**Aufgabe 1**
Fassen Sie den Text zum Datenschutz bei der Corona-Tracing-App in zwei Sätzen zusammen.

**Vorliegender Text**
Außerdem ist die Information, infiziert zu sein, eine Information über den Gesundheitszustand einer Person, die nach Art. 9 Abs. 1 DSGVO besonders geschützt ist. Sie darf nur verarbeitet werden, wenn ein nationales Gesetz dies gemäß Art. 9 Abs. 2 Buchst. h oder i DSGVO ausdrücklich erlaubt.
Abstrakte Vorschläge zum Inhalt eines solchen Gesetzes hat am 21. April 2020 der Europäische Datenschutzausschuss vorgelegt (s. Beitrag “Bedürfen Corona-Tracing-Apps einer gesetzlichen Grundlage?“). Die Vorschläge gelten für alle Tracing-Apps, die damals in Europa noch in der Diskussion waren. Im Folgenden werden diese Vorschläge bezogen auf die jetzt entwickelte App präzisiert und erweitert.
Datenschutzrechtliche Erlaubnisse
Für die Ausgabe
der App und ihre Gestaltung (z.B. Definition des Risiko-Kontakts,
Festlegungen der App-Meldungen, präzise Festlegungen der
Sicherheitsmaßnahmen) ist datenschutzrechtlich das RKI verantwortlich.
Es speichert außerdem die temporären pseudonymen IDs der App-Besitzer,
die sich als infiziert melden, und bietet diese IDs allen anderen Apps
zum Abruf an. Die IDs bieten zwar einen hohen Schutz gegen Aufdeckung,
sind aber dennoch nicht als anonyme, sondern als personenbeziehbare
Daten anzusehen, weil eine Aufdeckung durch das RKI oder durch eine
Kontaktperson nicht in jedem Einzelfall vollständig ausgeschlossen
werden kann. Daher muss das Gesetz die Datenverarbeitung dem RKI
erlauben und zugleich Schutzvorkehrungen festlegen, um die Risiken
dieser Erlaubnis auf ein vertretbares niedriges Maß zu beschränken.

(Einträge aus einer Datenquelle)

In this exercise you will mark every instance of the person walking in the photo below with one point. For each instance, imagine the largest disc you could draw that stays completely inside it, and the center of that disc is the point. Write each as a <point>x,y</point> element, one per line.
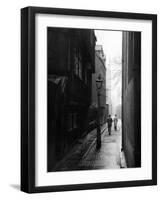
<point>115,122</point>
<point>109,122</point>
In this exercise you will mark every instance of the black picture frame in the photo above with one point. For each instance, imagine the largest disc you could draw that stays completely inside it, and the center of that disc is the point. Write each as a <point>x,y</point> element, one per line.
<point>28,98</point>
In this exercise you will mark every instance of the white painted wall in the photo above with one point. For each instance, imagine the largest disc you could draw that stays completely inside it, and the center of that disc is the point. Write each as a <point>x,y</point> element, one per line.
<point>10,99</point>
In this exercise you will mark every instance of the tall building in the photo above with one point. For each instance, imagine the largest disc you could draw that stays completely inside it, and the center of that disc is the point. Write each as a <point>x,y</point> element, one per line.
<point>100,69</point>
<point>71,62</point>
<point>131,98</point>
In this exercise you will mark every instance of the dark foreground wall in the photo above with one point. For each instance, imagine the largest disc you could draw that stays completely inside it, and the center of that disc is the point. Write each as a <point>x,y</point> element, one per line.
<point>131,98</point>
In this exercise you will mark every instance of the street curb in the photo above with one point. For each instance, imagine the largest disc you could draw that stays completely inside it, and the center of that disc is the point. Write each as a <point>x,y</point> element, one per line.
<point>92,144</point>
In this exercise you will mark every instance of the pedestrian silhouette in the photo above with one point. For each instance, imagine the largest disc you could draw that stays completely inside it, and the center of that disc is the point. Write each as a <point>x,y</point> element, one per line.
<point>109,122</point>
<point>115,122</point>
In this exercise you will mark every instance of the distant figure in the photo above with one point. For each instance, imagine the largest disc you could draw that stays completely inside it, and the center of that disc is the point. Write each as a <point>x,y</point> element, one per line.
<point>109,122</point>
<point>115,122</point>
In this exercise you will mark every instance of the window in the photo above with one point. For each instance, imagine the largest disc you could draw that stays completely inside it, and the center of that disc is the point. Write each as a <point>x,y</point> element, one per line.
<point>78,62</point>
<point>72,121</point>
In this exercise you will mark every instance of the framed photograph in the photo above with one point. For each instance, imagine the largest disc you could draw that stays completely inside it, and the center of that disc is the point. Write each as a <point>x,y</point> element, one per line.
<point>88,99</point>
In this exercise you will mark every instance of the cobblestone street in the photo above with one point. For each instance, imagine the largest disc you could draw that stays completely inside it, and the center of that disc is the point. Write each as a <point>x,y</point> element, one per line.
<point>85,156</point>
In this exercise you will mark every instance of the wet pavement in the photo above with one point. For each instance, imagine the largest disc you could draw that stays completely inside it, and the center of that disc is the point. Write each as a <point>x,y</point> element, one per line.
<point>85,156</point>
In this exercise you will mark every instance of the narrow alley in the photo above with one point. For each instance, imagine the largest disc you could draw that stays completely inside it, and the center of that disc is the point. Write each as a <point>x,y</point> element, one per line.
<point>85,156</point>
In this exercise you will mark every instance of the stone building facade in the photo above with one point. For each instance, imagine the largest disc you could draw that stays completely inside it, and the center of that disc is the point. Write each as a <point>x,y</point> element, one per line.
<point>71,62</point>
<point>131,98</point>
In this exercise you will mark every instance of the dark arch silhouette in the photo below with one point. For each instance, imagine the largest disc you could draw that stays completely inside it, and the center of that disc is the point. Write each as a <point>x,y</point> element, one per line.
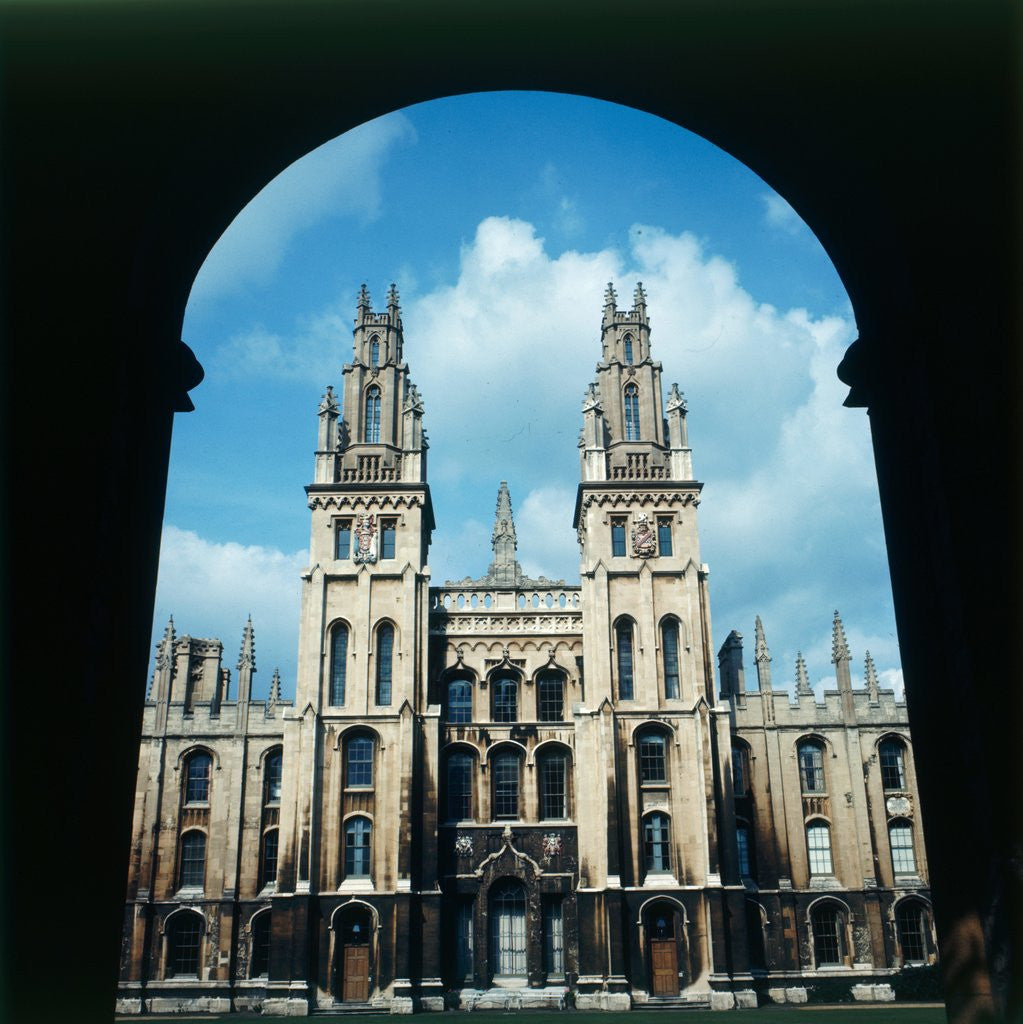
<point>891,130</point>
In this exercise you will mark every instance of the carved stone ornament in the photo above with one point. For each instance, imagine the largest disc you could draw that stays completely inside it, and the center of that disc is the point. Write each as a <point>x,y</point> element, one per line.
<point>643,543</point>
<point>366,539</point>
<point>898,806</point>
<point>552,845</point>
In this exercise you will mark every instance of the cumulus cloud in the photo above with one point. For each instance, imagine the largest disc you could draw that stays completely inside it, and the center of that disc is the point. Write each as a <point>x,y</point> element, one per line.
<point>790,519</point>
<point>210,588</point>
<point>342,177</point>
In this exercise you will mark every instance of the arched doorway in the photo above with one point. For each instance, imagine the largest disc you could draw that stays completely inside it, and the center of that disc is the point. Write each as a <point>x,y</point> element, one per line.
<point>508,933</point>
<point>663,930</point>
<point>353,955</point>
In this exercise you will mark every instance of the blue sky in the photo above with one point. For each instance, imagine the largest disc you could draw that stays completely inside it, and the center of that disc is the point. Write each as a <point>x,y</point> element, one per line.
<point>502,217</point>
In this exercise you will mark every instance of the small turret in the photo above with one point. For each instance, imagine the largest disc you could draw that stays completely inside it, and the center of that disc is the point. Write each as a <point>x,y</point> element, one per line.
<point>730,668</point>
<point>802,680</point>
<point>247,662</point>
<point>872,689</point>
<point>504,569</point>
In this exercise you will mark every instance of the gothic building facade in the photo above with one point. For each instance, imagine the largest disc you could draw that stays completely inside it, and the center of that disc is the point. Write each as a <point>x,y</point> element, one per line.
<point>508,792</point>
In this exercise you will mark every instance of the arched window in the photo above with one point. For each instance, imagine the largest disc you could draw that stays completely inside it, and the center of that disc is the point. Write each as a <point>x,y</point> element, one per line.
<point>459,700</point>
<point>259,965</point>
<point>358,763</point>
<point>900,837</point>
<point>508,929</point>
<point>652,758</point>
<point>373,416</point>
<point>459,785</point>
<point>357,833</point>
<point>740,770</point>
<point>184,937</point>
<point>193,867</point>
<point>272,773</point>
<point>623,643</point>
<point>656,843</point>
<point>811,766</point>
<point>670,652</point>
<point>893,764</point>
<point>912,927</point>
<point>551,696</point>
<point>268,859</point>
<point>828,927</point>
<point>553,784</point>
<point>743,841</point>
<point>632,413</point>
<point>506,785</point>
<point>339,664</point>
<point>385,657</point>
<point>506,698</point>
<point>197,778</point>
<point>818,844</point>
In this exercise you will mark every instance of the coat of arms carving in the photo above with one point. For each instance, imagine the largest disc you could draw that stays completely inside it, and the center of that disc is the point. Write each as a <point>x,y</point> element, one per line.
<point>643,543</point>
<point>552,845</point>
<point>366,539</point>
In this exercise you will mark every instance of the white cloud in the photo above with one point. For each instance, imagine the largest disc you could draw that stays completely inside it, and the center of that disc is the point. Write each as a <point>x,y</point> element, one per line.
<point>210,588</point>
<point>790,519</point>
<point>340,178</point>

**Aufgabe 2**
Schreiben Sie in den Einträgen die Zeilen von der Zeile mit „In this exercise you will mark every instance of the cobblestone“ bis einschließlich der Zeile mit „<point>891,130</point>“ neu und ersetzen Sie dabei „largest disc“ durch „biggest disc“, ohne sonst etwas zu ändern. Geben Sie nur diese Zeilen aus und lassen Sie die Bilder weg.

**Endgültige Antwort 1**
Die Information, infiziert zu sein, betrifft den Gesundheitszustand einer Person, ist nach Art. 9 Abs. 1 DSGVO besonders geschützt und darf nur verarbeitet werden, wenn ein nationales Gesetz dies ausdrücklich erlaubt; abstrakte Vorschläge für ein solches Gesetz hat der Europäische Datenschutzausschuss am 21. April 2020 vorgelegt. Weil das RKI für die App verantwortlich ist und die temporären pseudonymen IDs der sich als infiziert meldenden App-Besitzer speichert, die als personenbeziehbare Daten gelten, muss das Gesetz dem RKI diese Datenverarbeitung erlauben und zugleich Schutzvorkehrungen festlegen.

**Endgültige Antwort 2**
In this exercise you will mark every instance of the cobblestone street in the photo above with one point. For each instance, imagine the biggest disc you could draw that stays completely inside it, and the center of that disc is the point. Write each as a <point>x,y</point> element, one per line.
<point>85,156</point>
In this exercise you will mark every instance of the wet pavement in the photo above with one point. For each instance, imagine the biggest disc you could draw that stays completely inside it, and the center of that disc is the point. Write each as a <point>x,y</point> element, one per line.
<point>85,156</point>
In this exercise you will mark every instance of the narrow alley in the photo above with one point. For each instance, imagine the biggest disc you could draw that stays completely inside it, and the center of that disc is the point. Write each as a <point>x,y</point> element, one per line.
<point>85,156</point>
In this exercise you will mark every instance of the stone building facade in the photo above with one point. For each instance, imagine the biggest disc you could draw that stays completely inside it, and the center of that disc is the point. Write each as a <point>x,y</point> element, one per line.
<point>71,62</point>
<point>131,98</point>
In this exercise you will mark every instance of the dark arch silhouette in the photo below with one point. For each instance, imagine the biggest disc you could draw that stays completely inside it, and the center of that disc is the point. Write each as a <point>x,y</point> element, one per line.
<point>891,130</point>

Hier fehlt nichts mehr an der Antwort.